━━ RECORDS SUPPLIED

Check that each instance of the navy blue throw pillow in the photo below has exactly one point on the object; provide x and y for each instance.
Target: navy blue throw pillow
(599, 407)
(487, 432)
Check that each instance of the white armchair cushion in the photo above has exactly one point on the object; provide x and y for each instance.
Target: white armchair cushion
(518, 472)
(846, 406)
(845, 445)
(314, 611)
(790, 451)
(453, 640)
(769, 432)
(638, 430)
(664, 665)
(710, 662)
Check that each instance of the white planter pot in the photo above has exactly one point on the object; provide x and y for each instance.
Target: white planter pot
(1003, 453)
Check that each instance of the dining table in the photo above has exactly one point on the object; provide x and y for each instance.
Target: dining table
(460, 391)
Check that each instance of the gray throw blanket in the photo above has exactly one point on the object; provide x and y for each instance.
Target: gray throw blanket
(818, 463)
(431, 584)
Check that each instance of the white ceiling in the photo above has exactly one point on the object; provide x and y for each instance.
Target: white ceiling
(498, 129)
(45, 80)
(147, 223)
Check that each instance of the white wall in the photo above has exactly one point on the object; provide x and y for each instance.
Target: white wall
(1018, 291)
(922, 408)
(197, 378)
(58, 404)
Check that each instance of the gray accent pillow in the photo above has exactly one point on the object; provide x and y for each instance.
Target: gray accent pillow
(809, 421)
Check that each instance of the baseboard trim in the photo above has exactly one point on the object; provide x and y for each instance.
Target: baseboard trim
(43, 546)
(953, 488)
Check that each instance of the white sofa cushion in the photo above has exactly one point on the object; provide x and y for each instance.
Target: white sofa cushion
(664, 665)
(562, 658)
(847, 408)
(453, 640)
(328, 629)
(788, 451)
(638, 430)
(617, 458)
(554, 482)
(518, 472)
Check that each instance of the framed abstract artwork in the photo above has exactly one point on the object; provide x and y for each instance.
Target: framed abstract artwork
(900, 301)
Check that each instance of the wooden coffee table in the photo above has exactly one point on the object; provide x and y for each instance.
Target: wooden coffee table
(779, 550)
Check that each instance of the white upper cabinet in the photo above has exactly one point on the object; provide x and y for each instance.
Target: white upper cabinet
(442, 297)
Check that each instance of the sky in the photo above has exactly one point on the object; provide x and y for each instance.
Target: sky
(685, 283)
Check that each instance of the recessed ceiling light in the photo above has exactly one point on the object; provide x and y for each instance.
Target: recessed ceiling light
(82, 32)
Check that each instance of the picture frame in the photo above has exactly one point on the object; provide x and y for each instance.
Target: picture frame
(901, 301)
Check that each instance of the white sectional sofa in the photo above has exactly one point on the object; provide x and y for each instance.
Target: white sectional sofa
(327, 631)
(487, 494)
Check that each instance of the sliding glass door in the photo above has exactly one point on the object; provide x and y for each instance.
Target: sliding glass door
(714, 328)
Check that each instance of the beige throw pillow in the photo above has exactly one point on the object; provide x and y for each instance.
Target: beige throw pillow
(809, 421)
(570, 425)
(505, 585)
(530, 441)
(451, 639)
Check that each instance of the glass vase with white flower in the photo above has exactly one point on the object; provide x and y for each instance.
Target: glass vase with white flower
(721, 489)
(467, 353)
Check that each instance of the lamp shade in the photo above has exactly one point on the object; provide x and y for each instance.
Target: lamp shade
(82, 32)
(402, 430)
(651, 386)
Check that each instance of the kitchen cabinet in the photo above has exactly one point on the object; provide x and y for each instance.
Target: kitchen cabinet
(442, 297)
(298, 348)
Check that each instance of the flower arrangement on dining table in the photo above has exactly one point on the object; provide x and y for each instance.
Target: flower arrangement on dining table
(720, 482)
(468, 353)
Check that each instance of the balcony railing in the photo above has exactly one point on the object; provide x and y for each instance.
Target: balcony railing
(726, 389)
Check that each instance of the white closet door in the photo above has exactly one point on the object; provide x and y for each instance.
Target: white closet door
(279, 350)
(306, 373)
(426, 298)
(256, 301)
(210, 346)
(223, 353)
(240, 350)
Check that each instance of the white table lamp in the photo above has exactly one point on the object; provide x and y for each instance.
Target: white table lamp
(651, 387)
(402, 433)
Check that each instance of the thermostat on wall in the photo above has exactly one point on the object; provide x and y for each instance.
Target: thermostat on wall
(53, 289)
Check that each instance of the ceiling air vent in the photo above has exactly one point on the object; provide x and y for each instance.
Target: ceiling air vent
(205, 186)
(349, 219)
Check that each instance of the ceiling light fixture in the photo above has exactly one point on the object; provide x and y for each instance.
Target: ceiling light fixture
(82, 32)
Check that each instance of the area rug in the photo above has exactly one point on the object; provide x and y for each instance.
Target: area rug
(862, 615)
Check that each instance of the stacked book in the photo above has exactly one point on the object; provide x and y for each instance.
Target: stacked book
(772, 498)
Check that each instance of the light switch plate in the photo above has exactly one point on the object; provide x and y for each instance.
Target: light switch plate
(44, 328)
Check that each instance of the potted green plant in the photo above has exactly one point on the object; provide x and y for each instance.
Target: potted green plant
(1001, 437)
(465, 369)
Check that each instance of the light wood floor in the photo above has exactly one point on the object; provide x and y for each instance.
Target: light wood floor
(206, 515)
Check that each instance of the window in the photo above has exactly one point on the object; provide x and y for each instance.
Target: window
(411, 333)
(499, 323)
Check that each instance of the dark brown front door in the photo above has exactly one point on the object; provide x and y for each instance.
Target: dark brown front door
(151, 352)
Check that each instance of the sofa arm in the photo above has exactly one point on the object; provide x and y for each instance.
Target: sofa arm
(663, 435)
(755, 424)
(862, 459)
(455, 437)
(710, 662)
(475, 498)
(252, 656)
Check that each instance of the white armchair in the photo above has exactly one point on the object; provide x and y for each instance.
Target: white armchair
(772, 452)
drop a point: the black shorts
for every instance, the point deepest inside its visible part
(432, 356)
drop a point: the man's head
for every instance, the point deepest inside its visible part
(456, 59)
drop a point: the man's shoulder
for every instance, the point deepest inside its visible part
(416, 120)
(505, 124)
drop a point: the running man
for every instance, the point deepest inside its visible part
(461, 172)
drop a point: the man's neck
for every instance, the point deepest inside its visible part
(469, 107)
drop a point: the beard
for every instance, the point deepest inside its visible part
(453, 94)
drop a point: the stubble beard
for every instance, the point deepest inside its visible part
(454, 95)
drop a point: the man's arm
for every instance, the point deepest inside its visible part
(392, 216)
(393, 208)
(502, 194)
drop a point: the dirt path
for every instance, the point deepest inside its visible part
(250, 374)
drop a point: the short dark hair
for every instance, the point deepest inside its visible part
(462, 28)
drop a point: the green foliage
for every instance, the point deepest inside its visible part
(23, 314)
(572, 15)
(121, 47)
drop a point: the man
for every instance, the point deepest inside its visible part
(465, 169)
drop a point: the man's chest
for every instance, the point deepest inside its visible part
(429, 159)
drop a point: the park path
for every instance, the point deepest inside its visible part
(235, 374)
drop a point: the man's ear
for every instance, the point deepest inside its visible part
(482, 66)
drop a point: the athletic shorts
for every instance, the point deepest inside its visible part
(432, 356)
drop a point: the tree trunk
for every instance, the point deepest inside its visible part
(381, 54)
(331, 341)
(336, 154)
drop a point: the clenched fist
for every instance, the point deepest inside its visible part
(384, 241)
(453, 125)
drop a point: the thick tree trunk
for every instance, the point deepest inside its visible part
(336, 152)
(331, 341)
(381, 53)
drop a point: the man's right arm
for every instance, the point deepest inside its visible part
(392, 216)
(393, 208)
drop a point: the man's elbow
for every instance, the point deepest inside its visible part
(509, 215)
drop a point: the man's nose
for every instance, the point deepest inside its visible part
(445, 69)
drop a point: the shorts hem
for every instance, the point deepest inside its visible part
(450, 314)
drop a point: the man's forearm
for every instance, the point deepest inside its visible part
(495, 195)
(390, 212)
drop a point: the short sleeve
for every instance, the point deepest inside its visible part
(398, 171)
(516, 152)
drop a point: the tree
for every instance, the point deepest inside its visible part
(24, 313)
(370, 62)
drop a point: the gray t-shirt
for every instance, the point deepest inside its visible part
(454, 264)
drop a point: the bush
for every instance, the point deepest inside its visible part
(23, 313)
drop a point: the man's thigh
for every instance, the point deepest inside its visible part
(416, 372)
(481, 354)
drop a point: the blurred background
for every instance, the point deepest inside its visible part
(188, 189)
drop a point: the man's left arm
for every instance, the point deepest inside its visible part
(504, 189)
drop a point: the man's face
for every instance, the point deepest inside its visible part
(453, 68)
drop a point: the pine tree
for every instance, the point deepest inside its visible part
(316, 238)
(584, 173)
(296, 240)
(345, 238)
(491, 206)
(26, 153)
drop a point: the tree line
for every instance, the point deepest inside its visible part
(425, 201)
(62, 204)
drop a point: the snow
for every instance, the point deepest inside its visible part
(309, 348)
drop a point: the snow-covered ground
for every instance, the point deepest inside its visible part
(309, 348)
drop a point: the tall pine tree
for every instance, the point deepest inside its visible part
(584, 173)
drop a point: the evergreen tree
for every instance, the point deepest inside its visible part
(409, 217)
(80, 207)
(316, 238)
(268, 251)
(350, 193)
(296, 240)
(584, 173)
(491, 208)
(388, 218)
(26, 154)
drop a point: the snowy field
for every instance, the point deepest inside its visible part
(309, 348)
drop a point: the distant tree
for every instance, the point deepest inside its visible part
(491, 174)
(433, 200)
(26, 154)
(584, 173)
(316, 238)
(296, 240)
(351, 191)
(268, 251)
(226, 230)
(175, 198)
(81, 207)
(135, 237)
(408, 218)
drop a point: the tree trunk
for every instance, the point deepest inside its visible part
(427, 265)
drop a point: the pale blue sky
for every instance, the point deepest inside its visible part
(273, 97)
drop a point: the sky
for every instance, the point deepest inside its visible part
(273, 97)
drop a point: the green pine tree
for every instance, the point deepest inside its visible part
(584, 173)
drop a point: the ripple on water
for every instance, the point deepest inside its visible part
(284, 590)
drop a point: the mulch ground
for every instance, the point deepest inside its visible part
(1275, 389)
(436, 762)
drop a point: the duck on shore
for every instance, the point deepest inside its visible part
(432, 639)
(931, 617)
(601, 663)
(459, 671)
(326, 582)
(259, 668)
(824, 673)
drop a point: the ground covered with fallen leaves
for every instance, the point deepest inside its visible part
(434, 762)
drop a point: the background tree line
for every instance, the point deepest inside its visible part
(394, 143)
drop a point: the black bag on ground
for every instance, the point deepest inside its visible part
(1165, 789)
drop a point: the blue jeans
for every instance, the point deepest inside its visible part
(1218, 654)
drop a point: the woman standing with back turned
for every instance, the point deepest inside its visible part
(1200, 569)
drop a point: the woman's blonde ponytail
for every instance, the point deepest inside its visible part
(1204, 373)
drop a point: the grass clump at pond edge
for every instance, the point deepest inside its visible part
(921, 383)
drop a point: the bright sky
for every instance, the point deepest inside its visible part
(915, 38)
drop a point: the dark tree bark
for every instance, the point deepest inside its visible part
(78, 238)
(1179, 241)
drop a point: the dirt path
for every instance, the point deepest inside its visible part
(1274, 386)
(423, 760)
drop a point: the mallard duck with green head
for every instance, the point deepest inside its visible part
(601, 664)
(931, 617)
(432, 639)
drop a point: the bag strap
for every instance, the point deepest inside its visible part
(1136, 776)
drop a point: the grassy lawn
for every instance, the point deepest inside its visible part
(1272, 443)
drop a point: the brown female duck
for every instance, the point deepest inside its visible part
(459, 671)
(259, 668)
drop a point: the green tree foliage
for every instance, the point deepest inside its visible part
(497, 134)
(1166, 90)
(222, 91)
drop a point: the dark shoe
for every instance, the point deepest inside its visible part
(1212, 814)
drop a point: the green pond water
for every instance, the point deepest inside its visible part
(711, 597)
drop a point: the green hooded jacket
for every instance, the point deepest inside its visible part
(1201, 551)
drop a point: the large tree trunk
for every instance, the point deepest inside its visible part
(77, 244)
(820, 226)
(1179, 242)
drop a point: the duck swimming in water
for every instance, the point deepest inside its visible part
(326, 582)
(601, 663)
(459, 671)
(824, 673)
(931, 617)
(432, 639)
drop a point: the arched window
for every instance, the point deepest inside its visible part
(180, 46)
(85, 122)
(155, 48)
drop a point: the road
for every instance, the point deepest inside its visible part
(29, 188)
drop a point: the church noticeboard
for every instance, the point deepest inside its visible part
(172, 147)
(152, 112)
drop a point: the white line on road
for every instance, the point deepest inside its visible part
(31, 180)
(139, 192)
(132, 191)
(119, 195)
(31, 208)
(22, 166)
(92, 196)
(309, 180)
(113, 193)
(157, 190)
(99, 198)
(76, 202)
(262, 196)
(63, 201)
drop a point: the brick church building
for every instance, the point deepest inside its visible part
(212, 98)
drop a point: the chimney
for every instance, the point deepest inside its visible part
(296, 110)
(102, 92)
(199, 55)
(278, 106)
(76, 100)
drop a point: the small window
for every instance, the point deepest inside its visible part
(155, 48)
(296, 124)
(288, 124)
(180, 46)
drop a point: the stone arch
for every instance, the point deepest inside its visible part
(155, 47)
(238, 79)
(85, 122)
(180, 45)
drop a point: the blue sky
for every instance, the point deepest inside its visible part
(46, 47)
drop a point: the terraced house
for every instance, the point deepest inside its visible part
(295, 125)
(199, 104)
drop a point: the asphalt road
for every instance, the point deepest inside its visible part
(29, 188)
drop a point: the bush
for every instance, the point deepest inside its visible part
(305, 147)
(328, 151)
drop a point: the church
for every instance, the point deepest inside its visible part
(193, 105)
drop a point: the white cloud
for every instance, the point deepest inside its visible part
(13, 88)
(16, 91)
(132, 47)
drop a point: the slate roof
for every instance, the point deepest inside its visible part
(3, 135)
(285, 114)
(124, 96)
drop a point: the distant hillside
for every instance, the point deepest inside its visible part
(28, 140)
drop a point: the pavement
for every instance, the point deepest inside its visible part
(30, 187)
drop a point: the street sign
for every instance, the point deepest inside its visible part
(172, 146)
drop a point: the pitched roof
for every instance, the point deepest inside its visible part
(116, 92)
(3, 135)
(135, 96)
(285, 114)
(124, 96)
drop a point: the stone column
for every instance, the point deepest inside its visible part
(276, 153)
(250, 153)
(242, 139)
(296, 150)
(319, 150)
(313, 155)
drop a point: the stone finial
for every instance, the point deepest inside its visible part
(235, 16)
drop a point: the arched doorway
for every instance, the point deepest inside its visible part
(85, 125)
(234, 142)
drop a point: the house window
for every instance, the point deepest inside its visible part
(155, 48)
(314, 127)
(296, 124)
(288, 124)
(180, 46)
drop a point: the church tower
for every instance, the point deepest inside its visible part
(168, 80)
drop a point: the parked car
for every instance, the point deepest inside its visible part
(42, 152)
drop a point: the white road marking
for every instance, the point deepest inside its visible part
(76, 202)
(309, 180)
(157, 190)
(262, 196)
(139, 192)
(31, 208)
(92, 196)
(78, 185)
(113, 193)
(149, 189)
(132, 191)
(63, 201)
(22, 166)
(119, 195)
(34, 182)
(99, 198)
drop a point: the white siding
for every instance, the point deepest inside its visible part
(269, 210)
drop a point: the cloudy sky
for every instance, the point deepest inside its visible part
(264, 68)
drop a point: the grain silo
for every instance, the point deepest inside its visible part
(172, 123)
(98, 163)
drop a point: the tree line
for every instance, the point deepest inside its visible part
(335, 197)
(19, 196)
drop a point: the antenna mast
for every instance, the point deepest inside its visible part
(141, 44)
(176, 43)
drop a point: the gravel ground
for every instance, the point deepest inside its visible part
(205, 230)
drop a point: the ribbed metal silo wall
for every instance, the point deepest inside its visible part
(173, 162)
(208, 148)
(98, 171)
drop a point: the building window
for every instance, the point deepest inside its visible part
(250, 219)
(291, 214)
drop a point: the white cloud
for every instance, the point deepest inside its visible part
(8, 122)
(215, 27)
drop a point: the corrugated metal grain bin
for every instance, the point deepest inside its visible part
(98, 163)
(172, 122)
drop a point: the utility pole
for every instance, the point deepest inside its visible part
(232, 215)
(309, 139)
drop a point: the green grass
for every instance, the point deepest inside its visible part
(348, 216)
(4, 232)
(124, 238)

━━━━

Retype exactly the lines above, from the one with "drop a point: the gray t-shirt" through the one with "drop a point: the blurred background", inclusive.

_EXERCISE RESULT_.
drop a point: the gray t-shirt
for every instance, the point deepest inside its visible part
(454, 264)
drop a point: the bush
for every instance, the point deepest inside its visible part
(23, 313)
drop a point: the man's thigh
for every instance, the point deepest inside its visible part
(416, 372)
(481, 354)
drop a point: the blurred background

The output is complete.